◆ PROBLEMS TO SOLVE:
[A] List every actor named in the Bond film review.
[B] Reproduce the passage of the Bond film review from "As well as Mr." to "and his audience.".

◆ TEXT EXTRACT:
________

The appearance from Mr. White in the first sequence meant that QoS was very clearly following on from the events of the brilliant Casino Royale. In said film many questions were raised and they weren’t all answered. QoS gives us some of those answers. Whilst simultaneously answering questions and offering closure on the whole Vesper chapter the film also leaves the story open for more development, as we’ve seen more recently in Spectre. The themes dealt with in QoS mean that the film is low on laughs and is more serious and rightly so. Bond is looking for answers and parallel to his search comes a fantastic Bond girl in the shape of Olga Kurylenko’s Camille who is out for revenge. Similarly to Bond she too is looking to sooth her pain caused by the past, the pair compliment each other and contribute to the tone of the film. It’s satisfying to watch Camille settle her score and thankfully not succumb to Bond’s charm and go to bed with him which I wouldn’t have put past Bond but it would have been completely distasteful. So Camille ended up being a refreshingly distinct Bond girl avoiding the usual cliches and adding to the character and performance of Bond.  More of Judi Dench’s M and Jeffery Right’s Felix Leiter is also welcome in the film, successfully building some of Bond’s other relationships set aside from the women he is planning to bed.

As well as Mr. White the film’s main villain is Dominic Greene (Mathieu Amalric) and I admit that compared to the likes of Le Chiffre and Silva he pails in comparison. Greene has his moments though and anyway this film is more about Bond overcoming his demons than any villain and Greene isn’t overpowering in a way that would have prevented or distracted from that. Greene does provide us with a final fist fight between him and Bond, something that I don’t think happens enough between these roles and this suits the films heavy emphasis on action. I don’t think Greene was ever meant to be that menacing though, it’s the people behind him that are the real threat and this is conveyed in the film well. Anyway as I said I like that he puts up a physical fight in the finale and his demise is particularly cruel when you really think about it proving satisfying for both Bond and his audience.

________

◆ DATA BLOCK:

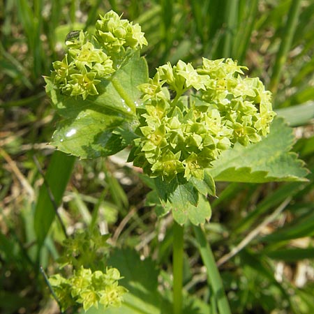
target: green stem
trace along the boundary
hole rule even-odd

________

◆ SOLUTIONS BELOW:
[A] Olga Kurylenko, Judi Dench, Jeffery Right, Mathieu Amalric

[B]
As well as Mr. White the film’s main villain is Dominic Greene (Mathieu Amalric) and I admit that compared to the likes of Le Chiffre and Silva he pails in comparison. Greene has his moments though and anyway this film is more about Bond overcoming his demons than any villain and Greene isn’t overpowering in a way that would have prevented or distracted from that. Greene does provide us with a final fist fight between him and Bond, something that I don’t think happens enough between these roles and this suits the films heavy emphasis on action. I don’t think Greene was ever meant to be that menacing though, it’s the people behind him that are the real threat and this is conveyed in the film well. Anyway as I said I like that he puts up a physical fight in the finale and his demise is particularly cruel when you really think about it proving satisfying for both Bond and his audience.